• **Work request**
In the Md. Touhid Hossain biography below, write out everything from "Personal details" down to "to South Africa.", word for word.

• **Page extract**
Adviser of Foreign Affairs
- In office 9 August 2024 – 17 February 2026
- President: Mohammed Shahabuddin
- Chief Adviser: Muhammad Yunus
- Preceded by: Hasan Mahmud
- Succeeded by: Khalilur Rahman

Personal details
- Born: 1 February 1955 (age 71) Dacca District, East Bengal, Dominion of Pakistan
- Party: Independent
- Alma mater: Rajshahi Cadet College; University of Dhaka;
- Profession: Diplomat

= Md. Touhid Hossain =

Bangladeshi diplomat and government adviser (born 1955)

Mohammad Touhid Hossain (মোহাম্মদ তৌহিদ হোসেন; born 1 February 1955) is the incumbent Adviser of Foreign Affairs to the Interim government of Bangladesh and a former foreign secretary of Bangladesh. He also served as a High commissioner of Bangladesh to South Africa.

== Early life ==
Hossain was born on 1 February 1955. He was a student of the 4th intake of Rajshahi Cadet College and completed his SSC and HSC there. He completed his master's degree in history from the University of Dhaka.

== Career ==
Hossain joined the Bangladesh Foreign Service in 1981.

He secured 4th position in combined merit list. From January 1999 to February 2000, Hossain served as the principal of the Foreign Service Academy.

• **Data extracts**
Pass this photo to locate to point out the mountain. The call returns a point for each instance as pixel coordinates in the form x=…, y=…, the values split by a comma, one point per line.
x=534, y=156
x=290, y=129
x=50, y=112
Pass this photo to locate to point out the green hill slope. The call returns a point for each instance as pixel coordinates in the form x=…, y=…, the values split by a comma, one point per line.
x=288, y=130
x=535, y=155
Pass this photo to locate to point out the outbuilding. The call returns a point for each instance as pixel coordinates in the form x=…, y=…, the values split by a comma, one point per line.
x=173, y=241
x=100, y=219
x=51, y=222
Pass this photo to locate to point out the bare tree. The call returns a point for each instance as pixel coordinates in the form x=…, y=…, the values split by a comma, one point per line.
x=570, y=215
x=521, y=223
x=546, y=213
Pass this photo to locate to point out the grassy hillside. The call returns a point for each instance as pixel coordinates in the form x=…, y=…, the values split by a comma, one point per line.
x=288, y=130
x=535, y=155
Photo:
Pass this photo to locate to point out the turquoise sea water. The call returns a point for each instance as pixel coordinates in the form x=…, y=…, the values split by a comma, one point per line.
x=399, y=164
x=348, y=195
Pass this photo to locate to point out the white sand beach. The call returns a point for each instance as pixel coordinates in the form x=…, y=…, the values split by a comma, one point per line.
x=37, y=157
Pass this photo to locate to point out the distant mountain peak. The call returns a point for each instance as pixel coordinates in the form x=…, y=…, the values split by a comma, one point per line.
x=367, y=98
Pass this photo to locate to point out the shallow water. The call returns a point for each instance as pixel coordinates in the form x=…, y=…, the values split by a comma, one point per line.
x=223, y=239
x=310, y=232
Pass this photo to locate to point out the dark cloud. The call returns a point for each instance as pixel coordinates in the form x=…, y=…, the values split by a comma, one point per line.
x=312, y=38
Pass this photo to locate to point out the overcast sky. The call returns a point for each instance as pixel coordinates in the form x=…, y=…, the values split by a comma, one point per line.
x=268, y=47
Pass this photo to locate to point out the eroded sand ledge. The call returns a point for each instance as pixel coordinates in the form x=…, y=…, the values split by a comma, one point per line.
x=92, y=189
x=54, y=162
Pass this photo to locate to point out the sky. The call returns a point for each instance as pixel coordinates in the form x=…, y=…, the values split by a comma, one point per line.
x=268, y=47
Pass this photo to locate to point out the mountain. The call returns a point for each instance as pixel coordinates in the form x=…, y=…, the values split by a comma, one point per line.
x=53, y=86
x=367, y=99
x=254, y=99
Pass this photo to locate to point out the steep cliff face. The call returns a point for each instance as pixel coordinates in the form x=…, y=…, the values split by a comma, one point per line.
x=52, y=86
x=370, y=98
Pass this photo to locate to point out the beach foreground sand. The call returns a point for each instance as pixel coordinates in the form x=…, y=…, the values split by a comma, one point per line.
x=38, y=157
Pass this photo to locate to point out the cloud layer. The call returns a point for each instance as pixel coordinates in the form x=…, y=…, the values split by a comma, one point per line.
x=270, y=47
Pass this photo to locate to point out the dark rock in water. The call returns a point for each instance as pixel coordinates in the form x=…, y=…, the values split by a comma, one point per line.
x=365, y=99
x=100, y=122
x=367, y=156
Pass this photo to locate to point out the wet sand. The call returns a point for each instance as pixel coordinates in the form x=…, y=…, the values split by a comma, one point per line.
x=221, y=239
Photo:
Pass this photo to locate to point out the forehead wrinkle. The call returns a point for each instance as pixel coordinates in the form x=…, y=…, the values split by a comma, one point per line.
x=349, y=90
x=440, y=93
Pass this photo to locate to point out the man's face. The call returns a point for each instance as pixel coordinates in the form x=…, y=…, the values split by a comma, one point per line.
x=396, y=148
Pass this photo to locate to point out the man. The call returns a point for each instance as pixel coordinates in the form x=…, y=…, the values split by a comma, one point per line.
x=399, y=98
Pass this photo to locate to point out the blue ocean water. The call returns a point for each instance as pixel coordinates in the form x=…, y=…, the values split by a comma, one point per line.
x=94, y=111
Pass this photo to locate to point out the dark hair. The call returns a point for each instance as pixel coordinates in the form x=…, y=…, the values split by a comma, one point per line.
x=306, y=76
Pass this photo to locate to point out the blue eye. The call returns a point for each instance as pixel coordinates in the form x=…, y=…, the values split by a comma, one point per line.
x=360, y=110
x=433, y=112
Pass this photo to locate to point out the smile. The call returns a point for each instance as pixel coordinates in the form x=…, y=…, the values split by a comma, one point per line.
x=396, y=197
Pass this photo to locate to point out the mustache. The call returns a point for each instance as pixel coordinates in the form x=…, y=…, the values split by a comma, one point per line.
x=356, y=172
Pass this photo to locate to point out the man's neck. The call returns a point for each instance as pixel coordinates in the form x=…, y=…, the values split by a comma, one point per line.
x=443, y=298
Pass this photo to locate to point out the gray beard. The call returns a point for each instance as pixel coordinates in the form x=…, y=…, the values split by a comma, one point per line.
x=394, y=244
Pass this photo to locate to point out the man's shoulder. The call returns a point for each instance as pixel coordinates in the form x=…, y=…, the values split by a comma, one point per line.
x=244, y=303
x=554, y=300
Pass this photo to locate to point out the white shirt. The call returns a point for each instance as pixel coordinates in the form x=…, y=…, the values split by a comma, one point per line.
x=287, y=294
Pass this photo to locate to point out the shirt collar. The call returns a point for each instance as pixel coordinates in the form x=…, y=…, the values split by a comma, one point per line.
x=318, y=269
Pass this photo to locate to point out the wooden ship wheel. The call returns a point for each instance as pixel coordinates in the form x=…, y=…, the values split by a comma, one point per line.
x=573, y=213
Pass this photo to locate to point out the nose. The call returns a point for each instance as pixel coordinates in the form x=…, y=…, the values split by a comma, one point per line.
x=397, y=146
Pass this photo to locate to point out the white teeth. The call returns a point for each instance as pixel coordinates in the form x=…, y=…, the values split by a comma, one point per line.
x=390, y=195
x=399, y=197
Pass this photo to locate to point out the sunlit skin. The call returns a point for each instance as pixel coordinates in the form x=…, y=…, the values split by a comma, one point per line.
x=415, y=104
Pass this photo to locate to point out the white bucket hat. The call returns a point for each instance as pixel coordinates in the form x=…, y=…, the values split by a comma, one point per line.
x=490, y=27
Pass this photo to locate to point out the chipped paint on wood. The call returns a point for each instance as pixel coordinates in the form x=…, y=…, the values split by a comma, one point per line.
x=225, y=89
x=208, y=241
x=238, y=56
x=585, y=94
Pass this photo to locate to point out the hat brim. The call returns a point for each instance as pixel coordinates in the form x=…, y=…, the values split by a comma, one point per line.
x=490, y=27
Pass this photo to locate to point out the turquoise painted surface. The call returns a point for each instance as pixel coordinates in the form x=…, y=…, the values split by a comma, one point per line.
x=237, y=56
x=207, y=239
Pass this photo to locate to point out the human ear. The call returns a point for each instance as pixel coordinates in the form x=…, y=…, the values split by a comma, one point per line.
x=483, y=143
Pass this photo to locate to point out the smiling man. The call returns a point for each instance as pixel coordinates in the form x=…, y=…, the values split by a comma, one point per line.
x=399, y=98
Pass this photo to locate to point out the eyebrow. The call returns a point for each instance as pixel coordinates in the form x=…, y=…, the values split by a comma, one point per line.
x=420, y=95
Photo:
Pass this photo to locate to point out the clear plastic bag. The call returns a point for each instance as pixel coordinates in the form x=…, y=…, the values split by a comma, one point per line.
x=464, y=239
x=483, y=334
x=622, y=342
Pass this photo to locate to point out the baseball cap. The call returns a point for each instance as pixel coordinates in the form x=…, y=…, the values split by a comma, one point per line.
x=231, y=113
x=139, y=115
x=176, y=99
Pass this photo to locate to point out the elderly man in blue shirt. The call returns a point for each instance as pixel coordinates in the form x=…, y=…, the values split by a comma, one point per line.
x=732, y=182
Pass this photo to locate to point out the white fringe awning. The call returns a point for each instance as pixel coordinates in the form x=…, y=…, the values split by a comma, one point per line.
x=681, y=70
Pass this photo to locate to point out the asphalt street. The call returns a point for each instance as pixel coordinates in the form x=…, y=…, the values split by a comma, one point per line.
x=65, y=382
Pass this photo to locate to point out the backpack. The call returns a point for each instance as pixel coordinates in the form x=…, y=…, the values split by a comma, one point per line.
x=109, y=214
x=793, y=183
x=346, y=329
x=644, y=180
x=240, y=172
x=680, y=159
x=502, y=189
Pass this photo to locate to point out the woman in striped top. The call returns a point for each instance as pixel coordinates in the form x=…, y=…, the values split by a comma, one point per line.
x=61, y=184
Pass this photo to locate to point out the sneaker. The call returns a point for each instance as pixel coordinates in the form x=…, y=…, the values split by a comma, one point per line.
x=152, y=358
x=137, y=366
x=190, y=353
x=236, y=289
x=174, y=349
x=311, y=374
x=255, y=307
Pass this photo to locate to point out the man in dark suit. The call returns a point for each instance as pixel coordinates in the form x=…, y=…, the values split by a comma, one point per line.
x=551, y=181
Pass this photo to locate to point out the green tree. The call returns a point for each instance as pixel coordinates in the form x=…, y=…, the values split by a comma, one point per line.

• **Solution to this task**
Personal details
- Born: 1 February 1955 (age 71) Dacca District, East Bengal, Dominion of Pakistan
- Party: Independent
- Alma mater: Rajshahi Cadet College; University of Dhaka;
- Profession: Diplomat

= Md. Touhid Hossain =

Bangladeshi diplomat and government adviser (born 1955)

Mohammad Touhid Hossain (মোহাম্মদ তৌহিদ হোসেন; born 1 February 1955) is the incumbent Adviser of Foreign Affairs to the Interim government of Bangladesh and a former foreign secretary of Bangladesh. He also served as a High commissioner of Bangladesh to South Africa.